- PROBLEM DESCRIPTION -
Nothing but the lines from the one with "# rings of one" through the last line of the entries below should appear in the copy, please, and no pictures.

[Collected data entries]
-------

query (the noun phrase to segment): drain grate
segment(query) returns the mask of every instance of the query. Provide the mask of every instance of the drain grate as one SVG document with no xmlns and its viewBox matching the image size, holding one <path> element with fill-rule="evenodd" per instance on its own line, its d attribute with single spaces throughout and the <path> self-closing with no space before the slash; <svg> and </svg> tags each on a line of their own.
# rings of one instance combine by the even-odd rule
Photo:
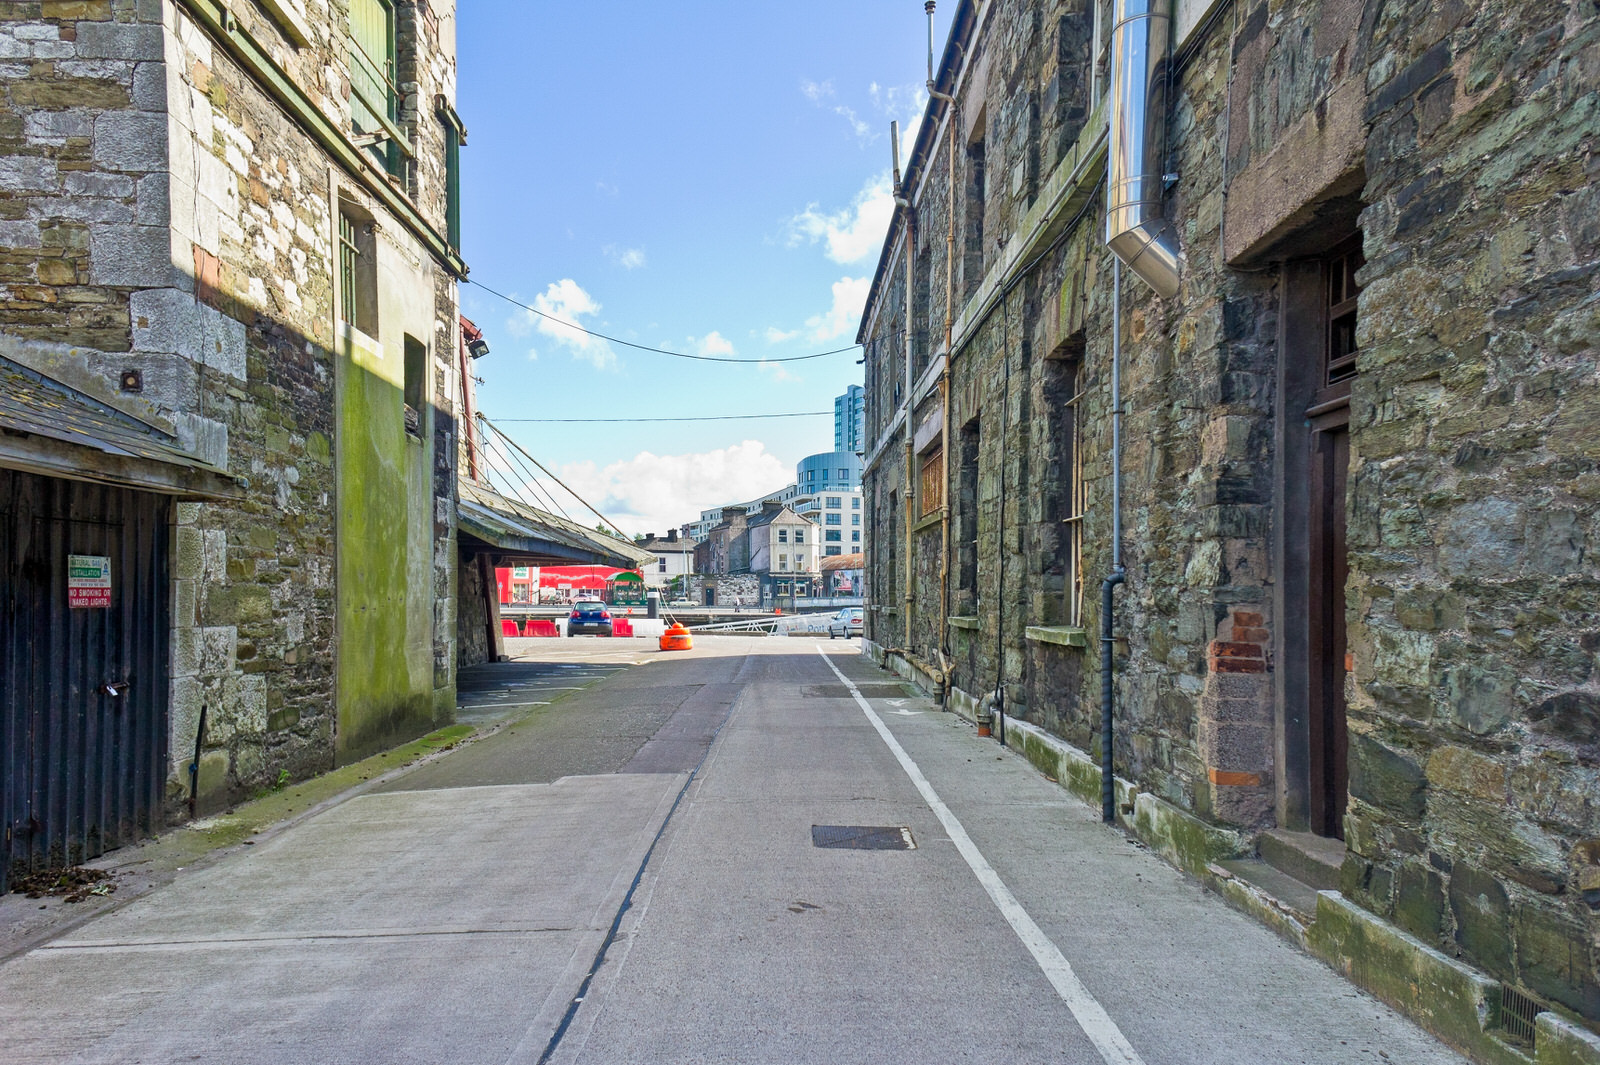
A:
<svg viewBox="0 0 1600 1065">
<path fill-rule="evenodd" d="M 1518 1042 L 1533 1046 L 1533 1019 L 1548 1007 L 1510 984 L 1500 985 L 1500 1027 Z"/>
<path fill-rule="evenodd" d="M 853 851 L 909 851 L 917 846 L 903 825 L 812 825 L 811 845 Z"/>
</svg>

-------

- EXERCISE RESULT -
# rings of one instance combine by the even-odd rule
Photo:
A:
<svg viewBox="0 0 1600 1065">
<path fill-rule="evenodd" d="M 1518 1042 L 1533 1046 L 1533 1019 L 1548 1007 L 1510 984 L 1500 985 L 1500 1027 Z"/>
<path fill-rule="evenodd" d="M 853 851 L 909 851 L 917 846 L 903 825 L 812 825 L 811 845 Z"/>
</svg>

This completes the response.